The state of Washington, that is.
I am excited to announce, after a great reception on the east coast at the Garden State Film Festival in New Jersey, Beggar Girl has been invited to screen at the 11th Annual Rainier Independent Film Festival!
She is certainly the traveler traveling from coast to coast!
Now, the decision whether to book a flight, figure out my travel and lodging, decide what to pack, and attend the festival, or whether to not spend the money and time and have a garage sale that weekend.
It is common among filmmakers to ‘talk amongst ourselves’ regarding the experiences we’ve had at film festivals. If you don’t know for sure whether to go to a festival, it is helpful to get some insight from someone who has attended previously.
I inquired with a filmmaking friend, whose wife and he have traveled quite a bit to different film festivals with several award-winning documentary films. I knew they’d screened at the Rainier festival.
He shared that he’d had a good experience and added that if I go, I should be sure to “check out the mountain.” Mount Rainier.
There are many different reasons to go to a film festival. Sometimes it is looking to connect with other creatives, maybe even to collaborate on future projects. There is always the dream of randomly being ‘discovered’ by a big producer whose car happened to have broken down in the city and they are looking for something to do while it is being repaired, so they stop by the fest, just in time for my film’s screening. (Just me? I think not.)

== Study questions ==
1 > From the blog post about Beggar Girl, copy the passage that begins at the words "I am excited" and ends after "Independent Film Festival!".
2 > What reasons for going to a film festival does the blog post about Beggar Girl give?
3 > According to the blog post about Beggar Girl, at which festival did the film get a great reception on the east coast?

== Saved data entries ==
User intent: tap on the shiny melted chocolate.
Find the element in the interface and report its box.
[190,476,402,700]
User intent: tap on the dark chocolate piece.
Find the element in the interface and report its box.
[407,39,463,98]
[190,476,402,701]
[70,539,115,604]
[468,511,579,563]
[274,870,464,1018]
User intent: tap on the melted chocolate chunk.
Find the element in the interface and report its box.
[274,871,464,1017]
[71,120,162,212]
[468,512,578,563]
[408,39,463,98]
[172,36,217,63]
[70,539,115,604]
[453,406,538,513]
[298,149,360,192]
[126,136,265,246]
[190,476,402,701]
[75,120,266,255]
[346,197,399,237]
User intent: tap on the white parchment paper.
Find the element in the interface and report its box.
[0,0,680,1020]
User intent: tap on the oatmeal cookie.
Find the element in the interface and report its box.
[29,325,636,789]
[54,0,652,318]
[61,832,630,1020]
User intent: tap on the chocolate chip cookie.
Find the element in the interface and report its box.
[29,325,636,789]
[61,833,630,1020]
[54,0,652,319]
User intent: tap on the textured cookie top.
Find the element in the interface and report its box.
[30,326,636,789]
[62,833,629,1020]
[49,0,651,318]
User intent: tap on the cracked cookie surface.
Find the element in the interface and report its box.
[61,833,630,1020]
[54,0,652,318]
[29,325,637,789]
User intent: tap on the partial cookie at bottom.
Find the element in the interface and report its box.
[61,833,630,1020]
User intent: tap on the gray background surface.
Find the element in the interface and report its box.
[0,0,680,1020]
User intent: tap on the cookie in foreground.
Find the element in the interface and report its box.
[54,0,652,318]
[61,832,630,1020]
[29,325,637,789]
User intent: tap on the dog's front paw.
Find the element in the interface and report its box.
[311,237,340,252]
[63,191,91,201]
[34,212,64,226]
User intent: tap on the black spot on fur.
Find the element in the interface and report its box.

== Exercise answers ==
1 >
I am excited to announce, after a great reception on the east coast at the Garden State Film Festival in New Jersey, Beggar Girl has been invited to screen at the 11th Annual Rainier Independent Film Festival!

2 >
- To connect with other creatives
- To possibly collaborate on future projects
- The dream of being "discovered" by a big producer

3 > The Garden State Film Festival in New Jersey.